▸ Te lezen tekst:
┏━━
8.2. De Afdeling stelt vast dat in artikel 1, lid 1.56, van de planregels weliswaar geen sluitende definitie is gegeven van het begrip "maatschappelijke voorzieningen", maar dat uit de gegeven voorbeelden, bezien in samenhang met de concrete functies die genoemd worden in de bedrijvenlijst bij de VNG-brochure, kan worden afgeleid welk gebruik van de gronden op het perceel van de HAN is toegelaten. Voor de vraag naar de aanvaardbaarheid van het toegelaten gebruik ter plaatse is in het bijzonder van belang dat in de planregels onmiskenbaar is vastgelegd dat op het perceel van de HAN uitsluitend functies tot en met milieucategorie 2 zijn toegestaan. De Afdeling betrekt bij dit oordeel tevens de omstandigheid dat de raad ter zitting heeft toegelicht dat artikel 11, lid 11.1, aanhef en onder c, van de planregels aldus dient te worden gelezen dat op het perceel uitsluitend de functies (tot en met milieucategorie 2) zijn toegelaten die worden genoemd in de bij de VNG-brochure behorende functielijst. Het betoog faalt.

9. [appellant] en anderen betogen dat het gebruik van de gronden waar de aanduiding "bijgebouwen niet toegestaan" op rust leidt tot een onaanvaardbare aantasting van hun woon- en leefgenot. De raad heeft de ruimtelijke aanvaardbaarheid van het gebruik van deze gronden niet inzichtelijk gemaakt. Daartoe is volgens [appellant] en anderen van belang dat het plandeel voor de genoemde strook niet in overeenstemming is met de aanbevelingen van de VNG-brochure. Op het perceel zijn functies tot en met categorie 2 als bedoeld in de VNG-brochure toegelaten, zodat een afstand van 30 m tot gevoelige objecten in acht genomen dient te worden. De raad heeft volgens hen aan de bestreden planregeling ten onrechte ten grondslag gelegd dat de omgeving van het perceel van de HAN dient te worden aangemerkt als een gemengd gebied, zodat kan worden volstaan met een afstand van 10 m. Bovendien wordt volgens [appellant] en anderen ook de afstand van 10 m (ruimschoots) niet gehaald. De gronden met de aanduiding "bijgebouwen niet toegestaan" grenzen aan hun percelen. Het plan laat op deze gronden weliswaar geen bouwwerken en verhardingen toe, maar dit laat onverlet dat ter plaatse op grond van artikel 2 van bijlage II bij het Besluit omgevingsrecht (hierna: Bor) vergunningvrije bouwwerken kunnen worden opgericht en dat de gronden anderszins in gebruik kunnen worden genomen voor de op het perceel toegelaten functies. [appellant] en anderen wensen voor de strook langs de zuidelijke perceelsgrens een andere bestemming, bijvoorbeeld de bestemming "Groen", zodat deze gronden niet (langer) kunnen worden aangemerkt als "erf" als bedoeld in artikel 1, eerste lid, van bijlage II van het Bor. Daarnaast dienen de gebruiksmogelijkheden van deze gronden te worden beperkt tot het bestaande gebruik als groenstrook, aldus [appellant] en anderen.
┗━━
▸ Opdracht 1: Vat de tekst over het perceel van de HAN samen in twee zinnen.
▸ Opdracht 2: Welke afstand tot gevoelige objecten dient volgens [appellant] en anderen in acht te worden genomen, gelet op de toegelaten functies tot en met categorie 2, volgens de tekst over het perceel van de HAN?
▸ Opdracht 3: Pak de tekst over het perceel van de HAN weer op na de laatste zin en zet deze voort.
De rijen hierna hebben geen verband met de tekst over het perceel van de HAN.

▸ Brongegevens:
┏━━
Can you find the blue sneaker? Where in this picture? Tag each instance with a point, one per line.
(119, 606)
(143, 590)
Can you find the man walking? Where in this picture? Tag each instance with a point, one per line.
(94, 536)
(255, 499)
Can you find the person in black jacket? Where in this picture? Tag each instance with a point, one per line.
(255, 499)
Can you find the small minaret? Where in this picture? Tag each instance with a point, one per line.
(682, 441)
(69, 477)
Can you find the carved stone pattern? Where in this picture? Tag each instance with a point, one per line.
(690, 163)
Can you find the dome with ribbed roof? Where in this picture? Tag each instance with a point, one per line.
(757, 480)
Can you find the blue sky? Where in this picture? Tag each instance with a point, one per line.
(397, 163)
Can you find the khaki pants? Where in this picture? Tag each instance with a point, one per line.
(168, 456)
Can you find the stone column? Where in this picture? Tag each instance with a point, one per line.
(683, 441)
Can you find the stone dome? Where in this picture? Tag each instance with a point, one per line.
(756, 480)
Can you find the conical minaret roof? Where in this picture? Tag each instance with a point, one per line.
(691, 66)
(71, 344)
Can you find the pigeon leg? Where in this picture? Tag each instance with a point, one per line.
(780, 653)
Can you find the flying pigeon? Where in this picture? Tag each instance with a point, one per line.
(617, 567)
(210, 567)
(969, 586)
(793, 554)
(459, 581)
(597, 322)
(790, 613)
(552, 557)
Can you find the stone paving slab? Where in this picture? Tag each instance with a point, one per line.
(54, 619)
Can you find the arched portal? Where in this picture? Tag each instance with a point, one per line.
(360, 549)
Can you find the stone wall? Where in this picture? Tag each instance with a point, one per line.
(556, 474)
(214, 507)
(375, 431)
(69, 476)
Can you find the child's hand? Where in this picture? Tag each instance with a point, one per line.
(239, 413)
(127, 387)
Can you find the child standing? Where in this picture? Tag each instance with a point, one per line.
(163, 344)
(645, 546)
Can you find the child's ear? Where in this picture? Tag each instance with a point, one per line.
┗━━
▸ Antwoord 1: De Afdeling oordeelt dat uit de voorbeelden in de planregels en de bedrijvenlijst bij de VNG-brochure kan worden afgeleid welk gebruik op het perceel van de HAN is toegelaten, waarbij uitsluitend functies tot en met milieucategorie 2 zijn toegestaan, zodat het betoog faalt. [appellant] en anderen betogen vervolgens dat het gebruik van de gronden met de aanduiding "bijgebouwen niet toegestaan" hun woon- en leefgenot onaanvaardbaar aantast, onder meer omdat de aanbevolen afstanden niet worden gehaald, en zij wensen voor de strook langs de zuidelijke perceelsgrens een andere bestemming, bijvoorbeeld "Groen".

▸ Antwoord 2: Een afstand van 30 m.

▸ Antwoord 3:
9.1. De raad heeft zich op het standpunt gesteld dat de omgeving van het perceel van de HAN dient te worden aangemerkt als een "gemengd gebied" als bedoeld in de VNG-brochure, zodat in beginsel volstaan kan worden met een afstand van 10 m tot nabijgelegen gevoelige objecten. De afstand van de bouwvlakken op de percelen [locatie 1] en [locatie 2] en het perceel [locatie 5] tot de strook met de aanduiding "bijgebouwen niet toegestaan" bedraagt 10 m of meer. De afstand van de bouwvlakken op de percelen [locatie 3] en [locatie 4] tot de genoemde strook bedraagt 7 m. Hoewel ten opzichte van laatstgenoemde percelen niet wordt voldaan aan de richtafstand, is dit volgens de raad vanuit ruimtelijk oogpunt niet onaanvaardbaar. De raad voert hiertoe aan dat het gebruik van het perceel van de HAN voor een (hoge)school een bestaande legale situatie betreft, die is aangevangen in of omstreeks 1958. Sindsdien is ook het buitenterrein in gebruik geweest voor de onderwijsfunctie. De woonfunctie voor de percelen van [appellant] en anderen is van latere datum. In het plan is het bestaande legale gebruik van de gronden van de HAN als zodanig bestemd, aldus de raad.

9.2. De Afdeling overweegt dat de VNG-brochure een indicatief en globaal karakter heeft en als hulpmiddel dient bij het ontwerpen van een bestemmingsplan. De VNG-brochure is bedoeld voor nieuwe situaties en niet voor de toetsing van bestaande situaties. In bestaande situaties kan de VNG-brochure evenwel een indicatie geven van de mate van hinder bij bestaande conflictsituaties. De raad heeft bij de vaststelling van het plan aansluiting gezocht bij de VNG-brochure en heeft deze als gemeentelijk beleid toegepast.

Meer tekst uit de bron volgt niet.